▶ [Problems to solve]
1) For the manual excerpt below, decide whether each statement agrees with it: (a) Placing "def" right after "abc" uses a relative move. (b) The functions xg() and yg() allow moving to a position on a graph in the graph's axis units. (c) In the graph example, the x axis has a minimum of 100 and a maximum of 2000. Answer yes or no for each, quoting the words of the excerpt that decide it.
2) Reproduce the stretch of the manual excerpt from "This would draw" through "amove xend() yend()".
3) In the manual excerpt, which color is set before "def" is drawn after "abc"?

▶ [Selected extract]
┄┄┄┄┄┄

This would draw the {\sf def} on top of the {\sf abc}.  To draw the {\sf def}
immediately following the {\sf abc} simply do the following (Note that
absolute move is used, not relative move):

\begin{minipage}[c]{8cm}
\begin{Verbatim}
set just left
text abc
set color gray20 
amove xend() yend() 
text def            
\end{Verbatim}
\end{minipage}
\hfill
\begin{minipage}[c]{7cm}
\mbox{\includegraphics{primitives/fig/gc_xend}}
\end{minipage}

\item[{\sf xg(), yg()}]
\index{xg()} \index{yg()}
\index{functions}
With these functions it is possible to move to a position on a graph
using the graph's axis units.
To draw a filled box on a graph, at position x=948, y=.004  measured
on the graph axis:

\preglecode{}
\begin{Verbatim}
     begin graph
        xaxis min 100 max 2000
        yaxis min -.01 max .01
        ...
     end graph
     amove xg(948) yg(.004)

┄┄┄┄┄┄

▶ [Material provided]
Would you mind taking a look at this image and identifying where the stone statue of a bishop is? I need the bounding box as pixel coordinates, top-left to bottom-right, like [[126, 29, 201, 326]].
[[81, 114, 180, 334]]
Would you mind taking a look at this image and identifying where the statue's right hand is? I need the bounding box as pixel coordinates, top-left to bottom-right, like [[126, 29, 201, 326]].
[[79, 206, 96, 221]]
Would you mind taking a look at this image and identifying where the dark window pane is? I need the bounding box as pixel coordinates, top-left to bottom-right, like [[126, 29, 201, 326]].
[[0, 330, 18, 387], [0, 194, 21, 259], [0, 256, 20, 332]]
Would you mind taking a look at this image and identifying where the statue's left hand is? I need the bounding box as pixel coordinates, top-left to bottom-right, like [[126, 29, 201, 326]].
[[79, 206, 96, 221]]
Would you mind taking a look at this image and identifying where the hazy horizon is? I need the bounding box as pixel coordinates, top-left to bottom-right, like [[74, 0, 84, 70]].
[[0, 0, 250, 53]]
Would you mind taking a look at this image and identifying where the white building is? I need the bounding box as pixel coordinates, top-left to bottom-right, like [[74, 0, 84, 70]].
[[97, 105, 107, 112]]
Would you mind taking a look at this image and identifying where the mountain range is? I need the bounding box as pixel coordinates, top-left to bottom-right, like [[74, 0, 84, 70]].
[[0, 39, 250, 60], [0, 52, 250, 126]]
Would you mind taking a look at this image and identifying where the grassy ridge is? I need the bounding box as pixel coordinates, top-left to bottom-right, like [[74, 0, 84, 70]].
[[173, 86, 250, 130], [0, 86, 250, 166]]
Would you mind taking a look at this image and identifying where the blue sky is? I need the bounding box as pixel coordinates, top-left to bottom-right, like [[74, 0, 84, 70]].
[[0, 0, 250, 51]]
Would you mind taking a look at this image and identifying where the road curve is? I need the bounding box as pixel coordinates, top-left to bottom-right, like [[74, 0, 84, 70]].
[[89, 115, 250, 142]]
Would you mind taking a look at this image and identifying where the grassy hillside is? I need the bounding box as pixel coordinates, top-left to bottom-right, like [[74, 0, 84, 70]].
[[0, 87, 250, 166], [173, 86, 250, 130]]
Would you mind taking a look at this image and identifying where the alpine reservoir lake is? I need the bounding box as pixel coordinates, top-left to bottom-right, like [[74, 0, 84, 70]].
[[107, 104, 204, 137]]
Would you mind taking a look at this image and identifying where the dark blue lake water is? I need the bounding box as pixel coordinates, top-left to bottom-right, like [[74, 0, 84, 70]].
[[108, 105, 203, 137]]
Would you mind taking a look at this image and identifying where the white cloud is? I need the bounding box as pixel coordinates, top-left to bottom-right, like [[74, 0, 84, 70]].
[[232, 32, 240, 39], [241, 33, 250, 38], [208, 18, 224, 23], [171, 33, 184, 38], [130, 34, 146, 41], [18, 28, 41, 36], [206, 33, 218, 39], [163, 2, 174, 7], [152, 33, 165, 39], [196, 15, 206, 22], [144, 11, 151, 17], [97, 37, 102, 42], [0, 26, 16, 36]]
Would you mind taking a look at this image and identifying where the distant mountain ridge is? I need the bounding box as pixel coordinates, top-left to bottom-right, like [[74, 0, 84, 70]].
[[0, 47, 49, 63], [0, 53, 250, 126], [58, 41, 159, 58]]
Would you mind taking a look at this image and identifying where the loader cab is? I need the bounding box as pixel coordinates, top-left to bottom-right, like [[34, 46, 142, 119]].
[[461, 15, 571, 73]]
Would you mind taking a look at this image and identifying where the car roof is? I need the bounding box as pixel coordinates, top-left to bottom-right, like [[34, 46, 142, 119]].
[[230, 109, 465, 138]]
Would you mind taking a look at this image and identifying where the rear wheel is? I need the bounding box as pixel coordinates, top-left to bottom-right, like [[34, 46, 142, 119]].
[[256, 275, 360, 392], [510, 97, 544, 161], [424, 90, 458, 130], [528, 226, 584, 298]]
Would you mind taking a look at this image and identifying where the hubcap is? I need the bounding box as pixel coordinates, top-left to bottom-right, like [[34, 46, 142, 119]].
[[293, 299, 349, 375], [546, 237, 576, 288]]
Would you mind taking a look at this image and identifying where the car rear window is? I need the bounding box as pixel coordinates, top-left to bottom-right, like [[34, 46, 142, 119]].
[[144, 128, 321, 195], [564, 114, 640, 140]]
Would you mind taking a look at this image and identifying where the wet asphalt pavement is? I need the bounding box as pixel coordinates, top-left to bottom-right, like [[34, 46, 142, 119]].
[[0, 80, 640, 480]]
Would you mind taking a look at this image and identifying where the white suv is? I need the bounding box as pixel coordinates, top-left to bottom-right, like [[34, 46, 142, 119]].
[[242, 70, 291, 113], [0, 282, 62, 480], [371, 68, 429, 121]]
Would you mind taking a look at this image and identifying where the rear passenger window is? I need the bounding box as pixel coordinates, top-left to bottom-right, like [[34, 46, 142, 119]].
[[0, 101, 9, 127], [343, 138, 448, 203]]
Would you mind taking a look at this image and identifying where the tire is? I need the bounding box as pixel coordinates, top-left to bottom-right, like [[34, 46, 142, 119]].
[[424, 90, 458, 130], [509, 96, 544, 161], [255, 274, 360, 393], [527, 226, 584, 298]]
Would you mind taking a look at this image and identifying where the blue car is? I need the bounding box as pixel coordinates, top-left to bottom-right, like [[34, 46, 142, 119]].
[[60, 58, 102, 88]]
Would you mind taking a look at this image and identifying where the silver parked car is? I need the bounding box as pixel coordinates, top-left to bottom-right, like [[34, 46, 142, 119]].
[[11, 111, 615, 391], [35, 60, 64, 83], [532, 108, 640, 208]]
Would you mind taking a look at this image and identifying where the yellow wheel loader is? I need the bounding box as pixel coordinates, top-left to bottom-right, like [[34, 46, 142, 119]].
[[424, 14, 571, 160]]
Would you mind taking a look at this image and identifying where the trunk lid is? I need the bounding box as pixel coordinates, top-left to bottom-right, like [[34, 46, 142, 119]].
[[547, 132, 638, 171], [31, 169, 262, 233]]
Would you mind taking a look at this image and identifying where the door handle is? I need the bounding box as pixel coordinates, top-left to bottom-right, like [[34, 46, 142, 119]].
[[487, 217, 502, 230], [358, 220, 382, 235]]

┄┄┄┄┄┄

▶ [Responses per task]
1)
(a) No: "Note that absolute move is used, not relative move"
(b) Yes: "With these functions it is possible to move to a position on a graph using the graph's axis units."
(c) Yes: "xaxis min 100 max 2000"

2)
This would draw the {\sf def} on top of the {\sf abc}.  To draw the {\sf def}
immediately following the {\sf abc} simply do the following (Note that
absolute move is used, not relative move):

\begin{minipage}[c]{8cm}
\begin{Verbatim}
set just left
text abc
set color gray20 
amove xend() yend()

3) gray20